Adjusted EBITDA represents net income (loss) before interest, taxes, depreciation, and amortization, as further adjusted for certain charges consisting of unrelated legal and consulting fees, pension termination costs, stock-based compensation, certain purchase accounting expenses, impairment charges, expenses related to debt modifications, and incremental costs incurred related to the COVID-19 pandemic. Such COVID-19 related costs include increased expenses directly related to the pandemic, and do not include either production related overhead inefficiencies or lost or deferred sales. We believe these costs are out of the ordinary, unrelated to our business and not representative of our results. The Company uses Adjusted EBITDA in evaluating the Company’s operating performance because it provides the Company and its investors with additional tools to compare its operating performance on a consistent basis by removing the impact of certain items that management believes do not directly reflect the Company’s core operations. The Company’s management also uses Adjusted EBITDA for planning purposes, including the preparation of its annual operating budget and financial projections, and to evaluate the Company’s ability to make certain payments, including dividends, in compliance with its senior credit facilities, which is determined based on a calculation of “Consolidated Adjusted EBITDA” that is substantially similar to Adjusted EBITDA.

▸ Entries supplied
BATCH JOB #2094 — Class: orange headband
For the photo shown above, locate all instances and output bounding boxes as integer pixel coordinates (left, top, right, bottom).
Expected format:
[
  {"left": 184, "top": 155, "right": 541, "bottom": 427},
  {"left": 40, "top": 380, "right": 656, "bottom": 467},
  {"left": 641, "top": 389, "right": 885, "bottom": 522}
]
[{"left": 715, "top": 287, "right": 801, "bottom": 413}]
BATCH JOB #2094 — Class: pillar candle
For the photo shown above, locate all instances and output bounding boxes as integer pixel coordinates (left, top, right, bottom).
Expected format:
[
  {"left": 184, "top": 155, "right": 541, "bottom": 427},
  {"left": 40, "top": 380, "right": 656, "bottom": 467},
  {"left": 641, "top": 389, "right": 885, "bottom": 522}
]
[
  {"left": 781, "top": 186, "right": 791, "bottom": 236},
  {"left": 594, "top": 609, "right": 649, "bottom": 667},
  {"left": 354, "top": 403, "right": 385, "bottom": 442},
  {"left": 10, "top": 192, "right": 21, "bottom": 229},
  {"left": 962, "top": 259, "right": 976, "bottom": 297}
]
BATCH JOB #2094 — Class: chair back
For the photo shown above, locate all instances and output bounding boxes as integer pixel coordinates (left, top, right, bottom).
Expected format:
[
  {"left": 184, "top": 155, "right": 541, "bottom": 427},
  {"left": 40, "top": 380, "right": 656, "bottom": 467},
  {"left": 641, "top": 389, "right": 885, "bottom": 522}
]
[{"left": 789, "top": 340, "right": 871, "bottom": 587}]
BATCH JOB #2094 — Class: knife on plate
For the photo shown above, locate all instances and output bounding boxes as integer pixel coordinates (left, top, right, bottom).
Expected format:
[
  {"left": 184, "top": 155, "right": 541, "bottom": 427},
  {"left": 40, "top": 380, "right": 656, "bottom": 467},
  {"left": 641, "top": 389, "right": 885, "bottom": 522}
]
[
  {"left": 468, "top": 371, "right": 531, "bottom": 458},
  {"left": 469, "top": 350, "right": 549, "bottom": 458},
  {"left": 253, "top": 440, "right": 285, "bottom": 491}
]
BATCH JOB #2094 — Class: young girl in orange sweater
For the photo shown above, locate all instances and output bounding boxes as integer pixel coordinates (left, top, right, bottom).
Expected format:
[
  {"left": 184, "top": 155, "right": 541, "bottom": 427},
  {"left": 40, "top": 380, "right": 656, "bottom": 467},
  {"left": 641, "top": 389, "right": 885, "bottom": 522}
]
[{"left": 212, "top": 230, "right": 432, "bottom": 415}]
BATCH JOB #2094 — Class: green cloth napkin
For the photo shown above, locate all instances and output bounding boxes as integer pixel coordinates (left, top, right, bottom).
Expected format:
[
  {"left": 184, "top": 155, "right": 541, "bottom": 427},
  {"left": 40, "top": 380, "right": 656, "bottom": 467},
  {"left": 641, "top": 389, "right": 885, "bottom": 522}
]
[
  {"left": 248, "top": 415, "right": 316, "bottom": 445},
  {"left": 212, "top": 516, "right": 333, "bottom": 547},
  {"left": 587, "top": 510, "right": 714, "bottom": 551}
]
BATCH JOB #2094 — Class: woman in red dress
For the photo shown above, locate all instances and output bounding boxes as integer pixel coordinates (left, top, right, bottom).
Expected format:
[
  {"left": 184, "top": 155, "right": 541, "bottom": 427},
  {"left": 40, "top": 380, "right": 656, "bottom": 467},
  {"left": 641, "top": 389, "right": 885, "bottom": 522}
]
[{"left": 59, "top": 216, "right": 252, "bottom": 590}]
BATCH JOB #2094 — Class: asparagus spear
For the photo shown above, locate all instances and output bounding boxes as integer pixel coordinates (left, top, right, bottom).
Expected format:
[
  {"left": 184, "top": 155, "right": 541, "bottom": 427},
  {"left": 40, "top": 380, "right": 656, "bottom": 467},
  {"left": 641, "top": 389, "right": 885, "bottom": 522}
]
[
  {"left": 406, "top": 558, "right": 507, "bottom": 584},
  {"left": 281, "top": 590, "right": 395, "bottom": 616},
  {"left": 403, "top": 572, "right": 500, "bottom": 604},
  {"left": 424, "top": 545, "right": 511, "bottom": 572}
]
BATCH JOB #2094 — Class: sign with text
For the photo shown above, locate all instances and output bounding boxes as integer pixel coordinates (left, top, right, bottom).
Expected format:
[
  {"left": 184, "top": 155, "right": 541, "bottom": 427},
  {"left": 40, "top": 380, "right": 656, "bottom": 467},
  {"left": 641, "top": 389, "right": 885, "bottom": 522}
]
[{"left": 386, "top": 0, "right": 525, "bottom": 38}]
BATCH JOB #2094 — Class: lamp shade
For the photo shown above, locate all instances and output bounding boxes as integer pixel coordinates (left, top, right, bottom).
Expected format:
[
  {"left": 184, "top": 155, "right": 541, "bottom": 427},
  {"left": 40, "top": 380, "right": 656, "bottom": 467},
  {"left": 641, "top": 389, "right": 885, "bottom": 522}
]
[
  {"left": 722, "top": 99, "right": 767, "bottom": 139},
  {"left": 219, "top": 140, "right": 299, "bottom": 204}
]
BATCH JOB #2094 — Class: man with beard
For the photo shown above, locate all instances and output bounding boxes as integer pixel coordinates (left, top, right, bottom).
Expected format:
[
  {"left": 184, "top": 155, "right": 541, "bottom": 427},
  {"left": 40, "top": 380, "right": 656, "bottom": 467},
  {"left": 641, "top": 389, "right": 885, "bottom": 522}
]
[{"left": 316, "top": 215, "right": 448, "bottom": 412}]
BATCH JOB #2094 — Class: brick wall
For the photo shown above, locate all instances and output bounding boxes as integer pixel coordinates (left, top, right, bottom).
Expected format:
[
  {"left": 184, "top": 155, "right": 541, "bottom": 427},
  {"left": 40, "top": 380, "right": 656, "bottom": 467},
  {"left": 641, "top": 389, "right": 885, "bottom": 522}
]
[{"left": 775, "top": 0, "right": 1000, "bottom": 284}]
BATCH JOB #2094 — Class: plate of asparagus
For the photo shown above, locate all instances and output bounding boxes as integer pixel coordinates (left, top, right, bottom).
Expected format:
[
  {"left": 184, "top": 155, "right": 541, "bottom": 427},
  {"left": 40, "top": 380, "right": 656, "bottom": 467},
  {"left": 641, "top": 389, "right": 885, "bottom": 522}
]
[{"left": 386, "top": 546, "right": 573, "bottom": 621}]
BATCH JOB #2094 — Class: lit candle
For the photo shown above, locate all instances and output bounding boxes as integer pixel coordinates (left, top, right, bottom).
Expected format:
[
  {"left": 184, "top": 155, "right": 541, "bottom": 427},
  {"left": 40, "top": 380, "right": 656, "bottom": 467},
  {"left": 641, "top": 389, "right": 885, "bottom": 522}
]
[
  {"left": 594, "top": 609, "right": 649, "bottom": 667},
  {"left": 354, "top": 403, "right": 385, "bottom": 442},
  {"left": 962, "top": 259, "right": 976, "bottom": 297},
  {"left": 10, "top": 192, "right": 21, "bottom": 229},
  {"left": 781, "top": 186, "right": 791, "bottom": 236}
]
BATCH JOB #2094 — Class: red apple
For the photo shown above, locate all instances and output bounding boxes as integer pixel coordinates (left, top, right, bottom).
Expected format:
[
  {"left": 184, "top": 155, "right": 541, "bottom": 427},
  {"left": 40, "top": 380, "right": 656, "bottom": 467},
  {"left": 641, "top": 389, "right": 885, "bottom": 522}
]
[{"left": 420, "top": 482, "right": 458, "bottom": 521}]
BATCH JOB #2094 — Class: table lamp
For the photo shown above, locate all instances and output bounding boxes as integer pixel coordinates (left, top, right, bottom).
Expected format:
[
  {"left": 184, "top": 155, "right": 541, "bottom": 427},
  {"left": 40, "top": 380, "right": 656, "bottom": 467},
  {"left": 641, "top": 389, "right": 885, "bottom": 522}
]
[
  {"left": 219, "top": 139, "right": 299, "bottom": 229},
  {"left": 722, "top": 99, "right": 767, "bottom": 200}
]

==

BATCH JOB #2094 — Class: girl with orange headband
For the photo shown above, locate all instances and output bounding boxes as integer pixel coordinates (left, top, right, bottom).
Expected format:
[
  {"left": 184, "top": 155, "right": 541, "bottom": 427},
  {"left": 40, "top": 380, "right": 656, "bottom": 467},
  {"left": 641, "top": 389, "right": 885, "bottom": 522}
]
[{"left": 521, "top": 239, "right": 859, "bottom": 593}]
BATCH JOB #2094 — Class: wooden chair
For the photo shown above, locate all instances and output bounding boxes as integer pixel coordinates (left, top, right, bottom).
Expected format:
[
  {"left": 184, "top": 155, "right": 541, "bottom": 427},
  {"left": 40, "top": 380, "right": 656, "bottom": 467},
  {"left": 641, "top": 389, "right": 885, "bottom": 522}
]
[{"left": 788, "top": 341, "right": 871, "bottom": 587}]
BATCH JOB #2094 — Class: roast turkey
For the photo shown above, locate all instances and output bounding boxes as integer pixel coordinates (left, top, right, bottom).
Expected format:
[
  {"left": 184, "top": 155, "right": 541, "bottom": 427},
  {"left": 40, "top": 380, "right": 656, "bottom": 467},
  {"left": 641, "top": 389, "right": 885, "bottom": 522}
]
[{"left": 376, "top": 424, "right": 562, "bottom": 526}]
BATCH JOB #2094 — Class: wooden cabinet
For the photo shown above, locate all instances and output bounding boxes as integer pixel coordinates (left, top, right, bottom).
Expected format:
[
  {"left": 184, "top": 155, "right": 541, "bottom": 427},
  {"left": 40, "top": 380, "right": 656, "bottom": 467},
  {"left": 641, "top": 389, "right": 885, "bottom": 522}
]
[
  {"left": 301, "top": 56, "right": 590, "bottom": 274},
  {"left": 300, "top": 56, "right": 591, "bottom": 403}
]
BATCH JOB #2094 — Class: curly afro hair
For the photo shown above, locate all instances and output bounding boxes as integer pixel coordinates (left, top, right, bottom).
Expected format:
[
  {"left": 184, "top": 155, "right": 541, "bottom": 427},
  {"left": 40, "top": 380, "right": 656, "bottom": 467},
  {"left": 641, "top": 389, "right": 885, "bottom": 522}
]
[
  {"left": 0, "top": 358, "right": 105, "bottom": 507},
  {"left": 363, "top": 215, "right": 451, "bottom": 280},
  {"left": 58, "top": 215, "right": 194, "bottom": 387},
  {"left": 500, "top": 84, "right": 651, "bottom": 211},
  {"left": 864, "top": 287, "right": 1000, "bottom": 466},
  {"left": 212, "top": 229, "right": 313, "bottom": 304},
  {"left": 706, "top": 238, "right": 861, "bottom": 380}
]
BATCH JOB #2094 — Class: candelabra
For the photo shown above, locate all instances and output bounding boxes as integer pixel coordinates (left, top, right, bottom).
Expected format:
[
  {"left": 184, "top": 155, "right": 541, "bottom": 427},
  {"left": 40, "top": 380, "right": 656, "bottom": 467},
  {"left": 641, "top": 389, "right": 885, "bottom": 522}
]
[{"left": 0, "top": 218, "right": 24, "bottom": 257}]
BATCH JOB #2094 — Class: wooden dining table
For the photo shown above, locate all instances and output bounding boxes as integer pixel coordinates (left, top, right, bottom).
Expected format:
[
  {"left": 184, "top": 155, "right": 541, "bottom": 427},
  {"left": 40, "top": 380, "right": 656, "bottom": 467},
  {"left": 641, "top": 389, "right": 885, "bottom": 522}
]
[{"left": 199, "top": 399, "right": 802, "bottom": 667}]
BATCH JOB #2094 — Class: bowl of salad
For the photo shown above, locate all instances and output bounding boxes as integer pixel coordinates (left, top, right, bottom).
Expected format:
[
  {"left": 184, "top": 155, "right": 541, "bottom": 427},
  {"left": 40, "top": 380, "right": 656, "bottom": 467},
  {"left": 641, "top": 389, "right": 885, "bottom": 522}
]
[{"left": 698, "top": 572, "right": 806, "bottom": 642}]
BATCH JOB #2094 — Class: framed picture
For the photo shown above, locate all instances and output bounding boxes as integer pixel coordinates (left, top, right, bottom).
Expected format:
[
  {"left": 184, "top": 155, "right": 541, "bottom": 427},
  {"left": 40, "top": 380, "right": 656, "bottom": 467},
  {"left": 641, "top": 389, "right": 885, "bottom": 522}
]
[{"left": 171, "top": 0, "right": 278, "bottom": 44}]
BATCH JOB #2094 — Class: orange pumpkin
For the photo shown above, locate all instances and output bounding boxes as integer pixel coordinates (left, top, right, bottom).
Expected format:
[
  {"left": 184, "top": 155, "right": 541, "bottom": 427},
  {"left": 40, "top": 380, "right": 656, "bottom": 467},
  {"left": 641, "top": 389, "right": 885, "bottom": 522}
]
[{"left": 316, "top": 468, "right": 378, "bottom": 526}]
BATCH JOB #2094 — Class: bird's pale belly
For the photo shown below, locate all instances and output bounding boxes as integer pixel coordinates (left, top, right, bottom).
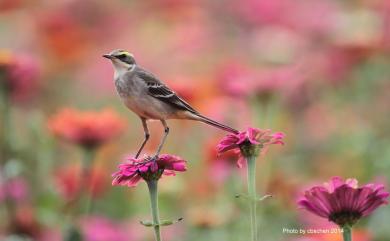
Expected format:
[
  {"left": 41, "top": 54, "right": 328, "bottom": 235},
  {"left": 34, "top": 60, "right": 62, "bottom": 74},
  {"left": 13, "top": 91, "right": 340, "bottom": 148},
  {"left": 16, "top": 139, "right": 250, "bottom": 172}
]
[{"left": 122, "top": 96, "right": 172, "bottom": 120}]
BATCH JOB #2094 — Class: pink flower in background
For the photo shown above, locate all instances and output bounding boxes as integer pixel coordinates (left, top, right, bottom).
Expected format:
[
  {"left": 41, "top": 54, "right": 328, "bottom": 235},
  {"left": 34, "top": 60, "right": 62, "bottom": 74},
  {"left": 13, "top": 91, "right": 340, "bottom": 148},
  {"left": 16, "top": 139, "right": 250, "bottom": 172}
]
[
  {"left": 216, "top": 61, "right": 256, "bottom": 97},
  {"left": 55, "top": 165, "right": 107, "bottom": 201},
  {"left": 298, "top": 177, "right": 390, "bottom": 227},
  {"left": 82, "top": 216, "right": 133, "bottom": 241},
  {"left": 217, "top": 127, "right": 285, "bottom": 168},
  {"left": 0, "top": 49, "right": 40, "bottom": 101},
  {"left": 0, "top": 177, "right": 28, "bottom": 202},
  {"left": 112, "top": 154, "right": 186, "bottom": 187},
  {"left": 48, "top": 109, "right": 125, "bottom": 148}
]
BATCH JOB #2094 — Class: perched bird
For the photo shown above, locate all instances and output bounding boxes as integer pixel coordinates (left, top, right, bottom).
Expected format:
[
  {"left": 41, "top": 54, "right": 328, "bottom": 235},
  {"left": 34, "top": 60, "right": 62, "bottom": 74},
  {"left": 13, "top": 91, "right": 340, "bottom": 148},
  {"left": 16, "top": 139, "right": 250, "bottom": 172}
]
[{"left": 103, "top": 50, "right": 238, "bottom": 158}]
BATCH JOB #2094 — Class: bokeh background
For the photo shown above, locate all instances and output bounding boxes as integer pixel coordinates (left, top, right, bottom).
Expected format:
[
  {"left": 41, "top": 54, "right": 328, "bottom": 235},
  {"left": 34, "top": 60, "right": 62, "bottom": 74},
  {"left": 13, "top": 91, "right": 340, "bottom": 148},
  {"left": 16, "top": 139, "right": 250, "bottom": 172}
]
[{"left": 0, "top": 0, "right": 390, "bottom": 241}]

▸ Assigned task A
In the Adjusted EBITDA passage, which two things are left out of the COVID-19 related costs?
▸ Assigned task B
Decide whether each statement agrees with the Adjusted EBITDA passage. Answer yes or no for each and quote the deciding words.
(i) Adjusted EBITDA is adjusted for pension termination costs.
(ii) The COVID-19 related costs include lost or deferred sales.
(iii) Management uses Adjusted EBITDA when preparing its annual operating budget.
▸ Assigned task C
Continue the Adjusted EBITDA passage from its last sentence.

▸ Response box A
Production related overhead inefficiencies and lost or deferred sales.

▸ Response box B
(i) Yes: "pension termination costs"
(ii) No: "do not include either production related overhead inefficiencies or lost or deferred sales"
(iii) Yes: "including the preparation of its annual operating budget and financial projections"

▸ Response box C
Adjusted Net Income and Adjusted Earnings Per Share (calculated on a diluted basis) represents net income (loss) and earnings (loss) per share (as defined by GAAP), excluding the impact of stock based compensation, pension termination costs, non-cash purchase accounting adjustments, impairment charges, expenses related to debt modifications, certain charges related to unrelated legal fees and consulting fees, incremental costs incurred related to the COVID-19 pandemic, and adjustments on derivatives not classified as hedges, net of their income tax impact. Such COVID-19 related costs include increased expenses directly related to the pandemic, and do not include either production related overhead inefficiencies or lost or deferred sales. We believe these costs are out of the ordinary, unrelated to our business and not representative of our results. Adjustments on derivatives not classified as hedges are non-cash and are related to overall financial market conditions; therefore, management believes such costs are unrelated to our business and are not representative of our results. Management believes that Adjusted Net Income and Adjusted Earnings Per Share are useful in assessing the Company’s financial performance by eliminating expenses and income that are not reflective of the underlying business performance.
Free Cash Flow is a non-GAAP financial measure that we define as net cash provided by (used in) operating activities less capital expenditures. Free Cash Flow should be evaluated in addition to, and not considered a substitute for, other financial measures such as Net Income (Loss) and Net Cash Used in Operating Activities. We believe that free cash flow represents our ability to generate additional cash flow from our business operations.